EXERCISE DETAILS: Please restate each entry below, word for word.

EXTRACTED RECORDS:
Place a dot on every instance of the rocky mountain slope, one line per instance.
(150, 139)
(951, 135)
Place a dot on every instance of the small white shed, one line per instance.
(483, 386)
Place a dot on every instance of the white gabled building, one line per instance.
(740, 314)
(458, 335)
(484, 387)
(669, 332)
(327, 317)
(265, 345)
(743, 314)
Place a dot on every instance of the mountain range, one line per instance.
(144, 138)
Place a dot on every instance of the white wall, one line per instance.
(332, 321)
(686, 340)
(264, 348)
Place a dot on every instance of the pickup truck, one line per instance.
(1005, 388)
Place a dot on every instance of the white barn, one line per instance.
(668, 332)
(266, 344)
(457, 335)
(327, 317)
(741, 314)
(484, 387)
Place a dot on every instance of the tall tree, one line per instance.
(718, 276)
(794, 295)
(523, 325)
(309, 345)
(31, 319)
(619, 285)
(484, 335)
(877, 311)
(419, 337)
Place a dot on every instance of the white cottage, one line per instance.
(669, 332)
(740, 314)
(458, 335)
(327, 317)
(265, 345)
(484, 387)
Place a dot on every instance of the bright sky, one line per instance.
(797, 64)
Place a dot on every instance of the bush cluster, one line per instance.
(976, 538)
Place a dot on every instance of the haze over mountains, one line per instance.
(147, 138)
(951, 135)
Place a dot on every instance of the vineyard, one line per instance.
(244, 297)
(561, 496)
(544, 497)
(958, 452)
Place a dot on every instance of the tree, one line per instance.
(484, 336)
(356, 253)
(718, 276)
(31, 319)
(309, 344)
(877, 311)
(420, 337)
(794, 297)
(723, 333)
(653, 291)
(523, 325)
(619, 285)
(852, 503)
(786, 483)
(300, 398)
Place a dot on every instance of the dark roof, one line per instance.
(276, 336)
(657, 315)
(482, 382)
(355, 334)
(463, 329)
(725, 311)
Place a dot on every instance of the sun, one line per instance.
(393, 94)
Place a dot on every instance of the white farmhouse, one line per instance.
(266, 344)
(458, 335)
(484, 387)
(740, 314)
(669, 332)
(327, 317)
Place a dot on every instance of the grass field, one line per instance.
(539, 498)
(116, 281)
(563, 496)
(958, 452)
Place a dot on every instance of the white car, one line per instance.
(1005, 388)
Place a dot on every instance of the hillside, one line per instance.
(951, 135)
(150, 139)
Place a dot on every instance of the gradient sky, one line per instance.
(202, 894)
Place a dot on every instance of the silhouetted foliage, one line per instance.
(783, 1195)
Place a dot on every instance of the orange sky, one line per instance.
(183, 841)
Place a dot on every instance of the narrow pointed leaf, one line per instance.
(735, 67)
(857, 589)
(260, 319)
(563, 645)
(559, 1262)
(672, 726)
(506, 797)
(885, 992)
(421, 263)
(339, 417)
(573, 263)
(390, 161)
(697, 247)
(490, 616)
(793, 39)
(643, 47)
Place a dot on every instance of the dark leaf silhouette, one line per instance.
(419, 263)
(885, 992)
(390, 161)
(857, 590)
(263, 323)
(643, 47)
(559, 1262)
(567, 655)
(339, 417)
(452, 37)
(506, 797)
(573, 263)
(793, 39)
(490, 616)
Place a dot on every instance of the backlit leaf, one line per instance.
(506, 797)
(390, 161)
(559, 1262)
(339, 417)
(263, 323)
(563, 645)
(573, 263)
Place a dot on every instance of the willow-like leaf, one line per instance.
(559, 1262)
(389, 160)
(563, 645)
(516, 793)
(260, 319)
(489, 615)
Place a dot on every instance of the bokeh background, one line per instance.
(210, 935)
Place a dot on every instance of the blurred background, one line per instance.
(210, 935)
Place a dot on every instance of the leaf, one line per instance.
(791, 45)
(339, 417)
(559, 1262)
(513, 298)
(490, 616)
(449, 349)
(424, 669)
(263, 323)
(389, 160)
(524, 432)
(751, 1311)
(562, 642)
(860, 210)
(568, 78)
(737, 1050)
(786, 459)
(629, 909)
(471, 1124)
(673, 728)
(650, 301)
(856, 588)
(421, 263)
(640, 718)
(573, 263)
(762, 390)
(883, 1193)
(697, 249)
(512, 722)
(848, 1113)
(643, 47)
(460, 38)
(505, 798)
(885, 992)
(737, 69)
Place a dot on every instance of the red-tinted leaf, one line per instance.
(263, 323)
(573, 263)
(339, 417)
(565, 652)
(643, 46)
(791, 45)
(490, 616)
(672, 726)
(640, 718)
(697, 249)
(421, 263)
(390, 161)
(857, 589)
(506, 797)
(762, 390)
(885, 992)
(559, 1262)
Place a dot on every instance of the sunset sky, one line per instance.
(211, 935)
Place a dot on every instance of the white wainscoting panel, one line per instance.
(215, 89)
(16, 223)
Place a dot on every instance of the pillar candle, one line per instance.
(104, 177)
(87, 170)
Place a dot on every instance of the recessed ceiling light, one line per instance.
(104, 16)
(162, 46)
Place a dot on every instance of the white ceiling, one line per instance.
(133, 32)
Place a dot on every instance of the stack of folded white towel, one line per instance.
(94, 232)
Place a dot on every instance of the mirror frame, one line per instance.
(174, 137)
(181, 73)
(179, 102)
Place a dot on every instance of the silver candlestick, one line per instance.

OUTPUT FOR THIS TASK:
Place a dot on every instance of the rocky mountain slope, one line per instance.
(150, 139)
(951, 135)
Place a dot on every instance of the small white shed, one line per instance.
(483, 386)
Place a dot on every instance of the white gabled building, one line per instance.
(740, 314)
(458, 335)
(484, 387)
(669, 332)
(327, 317)
(265, 345)
(743, 314)
Place a dot on every instance of the mountain range, one line per instance.
(144, 138)
Place a dot on every instance of the white wall, one line per instance.
(332, 321)
(686, 340)
(264, 348)
Place a dot on every instance of the pickup truck, one line per instance.
(1005, 388)
Place a dot on every instance of the white barn, one line per instance.
(668, 332)
(266, 344)
(457, 335)
(327, 317)
(741, 314)
(484, 387)
Place a dot on every instance of the tall tree, one line per instance.
(718, 276)
(794, 295)
(523, 325)
(309, 345)
(31, 319)
(619, 285)
(484, 335)
(877, 311)
(419, 337)
Place a dot on every instance of the white cottage, one line per instance.
(669, 332)
(740, 314)
(458, 335)
(327, 317)
(265, 345)
(484, 387)
Place a dot on every instance of the bright sky, one line per instance.
(797, 64)
Place a dot on every instance of the bush cluster, one line per instance.
(976, 538)
Place a dot on every instance of the haze over mountains, one line per instance.
(147, 138)
(951, 135)
Place a dot on every instance of the vineyard, one line per instance.
(244, 297)
(561, 496)
(544, 497)
(958, 452)
Place a dot on every instance of the tree, one line per instance.
(484, 336)
(356, 253)
(718, 276)
(31, 319)
(309, 344)
(877, 311)
(420, 337)
(794, 297)
(723, 333)
(653, 291)
(523, 325)
(619, 285)
(852, 503)
(786, 483)
(300, 398)
Place a dot on every instance of the dark roof, one line per instance.
(276, 336)
(657, 315)
(482, 382)
(355, 334)
(463, 329)
(725, 311)
Place a dot on every instance of the sun, one line per instance.
(393, 94)
Place a dot on every instance of the white farmhouse, one line per instance.
(266, 344)
(458, 335)
(484, 387)
(740, 314)
(669, 332)
(327, 317)
Place a dot on every instance of the grass field, one line per instance.
(539, 498)
(116, 281)
(563, 496)
(958, 452)
Place a dot on every instance of the white car, one line per instance.
(1005, 388)
Place a dot on every instance of the hillside, one line per instance.
(951, 135)
(150, 139)
Place a dot on every instance of the gradient sky, one line per instance.
(202, 894)
Place a dot on every instance of the silhouetted foliage, one line per instance.
(783, 1195)
Place a dot on every instance of the orange sky, one line per instance.
(183, 841)
Place a dot on every instance of the narrow pointed leaf, one line per instance.
(735, 67)
(857, 589)
(260, 319)
(563, 645)
(559, 1262)
(672, 726)
(506, 797)
(885, 992)
(421, 263)
(339, 417)
(573, 263)
(390, 161)
(697, 247)
(490, 616)
(793, 39)
(643, 47)
Place a dot on every instance of the dark leaf silhouette, one line per instance.
(419, 263)
(885, 992)
(390, 161)
(857, 590)
(263, 323)
(643, 47)
(559, 1262)
(567, 655)
(339, 417)
(452, 37)
(506, 797)
(573, 263)
(793, 39)
(490, 616)
Place a dot on every instance of the backlit leaf, one line per instance.
(506, 797)
(390, 161)
(559, 1262)
(339, 417)
(263, 323)
(563, 645)
(573, 263)
Place a dot on every instance of the willow-like leaf, one line per instance.
(559, 1262)
(389, 160)
(563, 645)
(516, 793)
(260, 319)
(489, 615)
Place a dot on every instance of the bokeh background, one line per instance.
(210, 935)
Place a dot on every instance of the blurred background, one line per instance.
(210, 935)
Place a dot on every instance of the leaf, one line per instance.
(791, 45)
(339, 417)
(559, 1262)
(513, 298)
(490, 616)
(449, 349)
(424, 669)
(263, 323)
(389, 160)
(524, 432)
(751, 1311)
(562, 642)
(860, 210)
(568, 78)
(737, 1050)
(786, 459)
(629, 909)
(471, 1124)
(673, 728)
(650, 301)
(856, 588)
(421, 263)
(640, 718)
(573, 263)
(762, 390)
(883, 1193)
(697, 249)
(512, 722)
(848, 1113)
(643, 47)
(460, 38)
(505, 798)
(885, 992)
(737, 69)
Place a dot on every instance of the red-tinted leaf, one line per instance.
(263, 323)
(573, 263)
(339, 417)
(565, 652)
(643, 46)
(791, 45)
(490, 616)
(672, 726)
(640, 718)
(697, 249)
(421, 263)
(390, 161)
(857, 589)
(506, 797)
(762, 390)
(885, 992)
(559, 1262)
Place a dot on every instance of the sunset sky, one line per instance.
(211, 935)
Place a dot on every instance of the white wainscoting panel, one line per instance.
(215, 89)
(16, 223)
Place a dot on every instance of the pillar candle, one line per instance.
(104, 177)
(87, 170)
Place a dot on every instance of the recessed ceiling light, one line per instance.
(104, 16)
(162, 46)
Place a dot on every instance of the white ceiling, one line per instance.
(133, 32)
Place a dot on every instance of the stack of folded white towel, one line per instance.
(94, 232)
Place a dot on every instance of the mirror frame, one line per instance.
(174, 137)
(181, 73)
(179, 102)
Place a dot on every instance of the silver candlestick, one line per instance.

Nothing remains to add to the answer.